Work order: A word-for-word restatement of the data is what is needed.

Study material:
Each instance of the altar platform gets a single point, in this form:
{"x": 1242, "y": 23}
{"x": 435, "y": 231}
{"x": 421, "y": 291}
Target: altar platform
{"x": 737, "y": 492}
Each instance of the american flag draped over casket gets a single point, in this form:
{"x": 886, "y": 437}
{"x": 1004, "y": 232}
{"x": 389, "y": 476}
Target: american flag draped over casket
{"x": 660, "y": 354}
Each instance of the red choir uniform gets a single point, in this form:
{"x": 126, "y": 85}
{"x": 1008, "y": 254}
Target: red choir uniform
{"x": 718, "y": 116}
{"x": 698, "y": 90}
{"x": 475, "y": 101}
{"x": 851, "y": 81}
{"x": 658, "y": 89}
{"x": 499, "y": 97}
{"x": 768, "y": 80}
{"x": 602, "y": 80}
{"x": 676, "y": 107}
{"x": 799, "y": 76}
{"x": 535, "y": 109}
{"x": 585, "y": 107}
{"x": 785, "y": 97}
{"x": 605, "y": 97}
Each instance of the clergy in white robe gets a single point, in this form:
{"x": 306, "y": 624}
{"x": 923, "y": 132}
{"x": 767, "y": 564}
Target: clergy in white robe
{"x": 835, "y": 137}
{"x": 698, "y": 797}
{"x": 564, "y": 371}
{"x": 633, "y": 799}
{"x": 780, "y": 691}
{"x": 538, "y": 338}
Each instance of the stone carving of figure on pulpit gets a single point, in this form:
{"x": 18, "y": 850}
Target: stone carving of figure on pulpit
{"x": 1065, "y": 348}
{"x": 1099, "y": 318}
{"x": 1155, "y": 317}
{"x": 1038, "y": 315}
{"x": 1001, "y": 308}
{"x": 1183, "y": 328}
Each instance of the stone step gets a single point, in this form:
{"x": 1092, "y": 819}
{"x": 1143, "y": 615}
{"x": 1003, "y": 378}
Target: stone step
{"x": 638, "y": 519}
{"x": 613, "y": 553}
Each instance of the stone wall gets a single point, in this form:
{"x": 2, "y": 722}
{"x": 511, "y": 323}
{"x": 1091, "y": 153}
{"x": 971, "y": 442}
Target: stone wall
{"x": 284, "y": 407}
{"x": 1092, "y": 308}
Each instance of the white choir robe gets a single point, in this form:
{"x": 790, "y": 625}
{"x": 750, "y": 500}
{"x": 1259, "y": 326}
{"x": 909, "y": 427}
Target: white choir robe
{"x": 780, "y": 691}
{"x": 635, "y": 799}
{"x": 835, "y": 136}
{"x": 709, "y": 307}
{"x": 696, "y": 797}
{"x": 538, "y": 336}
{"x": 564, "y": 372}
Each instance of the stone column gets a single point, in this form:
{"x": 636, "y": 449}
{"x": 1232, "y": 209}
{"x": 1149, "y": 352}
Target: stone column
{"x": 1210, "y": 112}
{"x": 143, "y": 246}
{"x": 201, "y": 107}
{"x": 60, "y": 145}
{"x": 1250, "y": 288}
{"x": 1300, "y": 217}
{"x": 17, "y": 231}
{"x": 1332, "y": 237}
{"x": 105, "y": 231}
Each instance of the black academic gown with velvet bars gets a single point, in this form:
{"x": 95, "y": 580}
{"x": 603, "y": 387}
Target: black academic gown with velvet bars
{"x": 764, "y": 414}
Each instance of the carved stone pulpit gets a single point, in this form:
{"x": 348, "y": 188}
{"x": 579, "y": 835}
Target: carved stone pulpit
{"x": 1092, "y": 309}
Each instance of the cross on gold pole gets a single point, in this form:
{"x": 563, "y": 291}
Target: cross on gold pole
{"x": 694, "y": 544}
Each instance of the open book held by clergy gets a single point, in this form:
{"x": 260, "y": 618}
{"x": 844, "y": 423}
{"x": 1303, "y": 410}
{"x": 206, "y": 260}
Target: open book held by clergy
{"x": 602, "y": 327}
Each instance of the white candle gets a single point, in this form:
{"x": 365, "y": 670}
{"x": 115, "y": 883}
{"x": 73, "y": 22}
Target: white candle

Exercise output:
Each instance of the altar platform gets a single point, in this form:
{"x": 1242, "y": 23}
{"x": 435, "y": 231}
{"x": 421, "y": 291}
Target: altar platform
{"x": 737, "y": 492}
Each instance of the american flag draped over casket gets a single point, in this form:
{"x": 886, "y": 437}
{"x": 1004, "y": 232}
{"x": 389, "y": 476}
Target: american flag draped over casket
{"x": 660, "y": 354}
Each instance of the red choir uniform gets a single point, in this form:
{"x": 126, "y": 85}
{"x": 1008, "y": 254}
Target: red choir uniform
{"x": 718, "y": 116}
{"x": 698, "y": 90}
{"x": 475, "y": 101}
{"x": 851, "y": 81}
{"x": 658, "y": 89}
{"x": 499, "y": 97}
{"x": 768, "y": 80}
{"x": 602, "y": 80}
{"x": 676, "y": 107}
{"x": 799, "y": 76}
{"x": 535, "y": 109}
{"x": 585, "y": 107}
{"x": 785, "y": 97}
{"x": 605, "y": 97}
Each instance of the clergy in white robe gets a single point, in this form:
{"x": 306, "y": 624}
{"x": 923, "y": 132}
{"x": 767, "y": 564}
Target: clergy in white robe
{"x": 835, "y": 137}
{"x": 698, "y": 797}
{"x": 564, "y": 371}
{"x": 633, "y": 799}
{"x": 780, "y": 691}
{"x": 538, "y": 338}
Each instance of the stone carving of figure on pulpit gets a single point, in this form:
{"x": 18, "y": 850}
Target: stone carving of figure on pulpit
{"x": 1065, "y": 348}
{"x": 1099, "y": 318}
{"x": 1155, "y": 317}
{"x": 1038, "y": 315}
{"x": 1001, "y": 308}
{"x": 1183, "y": 328}
Each instance of the stone step gets a single point, in this form:
{"x": 1092, "y": 819}
{"x": 1143, "y": 615}
{"x": 1003, "y": 378}
Target: stone step
{"x": 638, "y": 519}
{"x": 613, "y": 553}
Each instance of the stone wall gets a single point, in this form:
{"x": 2, "y": 722}
{"x": 511, "y": 323}
{"x": 1091, "y": 153}
{"x": 971, "y": 442}
Target: stone wall
{"x": 284, "y": 407}
{"x": 1092, "y": 308}
Each instance of the white choir robe gets a single point, in this form:
{"x": 790, "y": 625}
{"x": 750, "y": 500}
{"x": 1259, "y": 326}
{"x": 909, "y": 427}
Target: white choir robe
{"x": 780, "y": 691}
{"x": 635, "y": 799}
{"x": 835, "y": 136}
{"x": 709, "y": 307}
{"x": 696, "y": 797}
{"x": 538, "y": 336}
{"x": 564, "y": 372}
Each instance of the stone column gets a single point, in this form:
{"x": 636, "y": 449}
{"x": 1232, "y": 209}
{"x": 1149, "y": 352}
Target: stone column
{"x": 1210, "y": 112}
{"x": 143, "y": 246}
{"x": 201, "y": 107}
{"x": 60, "y": 145}
{"x": 1250, "y": 288}
{"x": 1300, "y": 217}
{"x": 17, "y": 231}
{"x": 1332, "y": 237}
{"x": 105, "y": 231}
Each instance of the black academic gown with velvet bars gets a single point, in this form:
{"x": 95, "y": 580}
{"x": 603, "y": 387}
Target: black academic gown with velvet bars
{"x": 764, "y": 414}
Each instance of the carved stone pulpit gets a single point, in this form:
{"x": 348, "y": 188}
{"x": 579, "y": 835}
Target: carved stone pulpit
{"x": 1092, "y": 309}
Each instance of the cross on gold pole gets a single point, in this form:
{"x": 563, "y": 291}
Target: cross on gold pole
{"x": 694, "y": 544}
Each instance of the open book held by clergy gets a single point, in this form:
{"x": 260, "y": 618}
{"x": 844, "y": 423}
{"x": 1303, "y": 410}
{"x": 206, "y": 260}
Target: open book held by clergy
{"x": 602, "y": 327}
Each instance of the white candle gets a single point, in this form:
{"x": 365, "y": 670}
{"x": 115, "y": 883}
{"x": 73, "y": 22}
Target: white candle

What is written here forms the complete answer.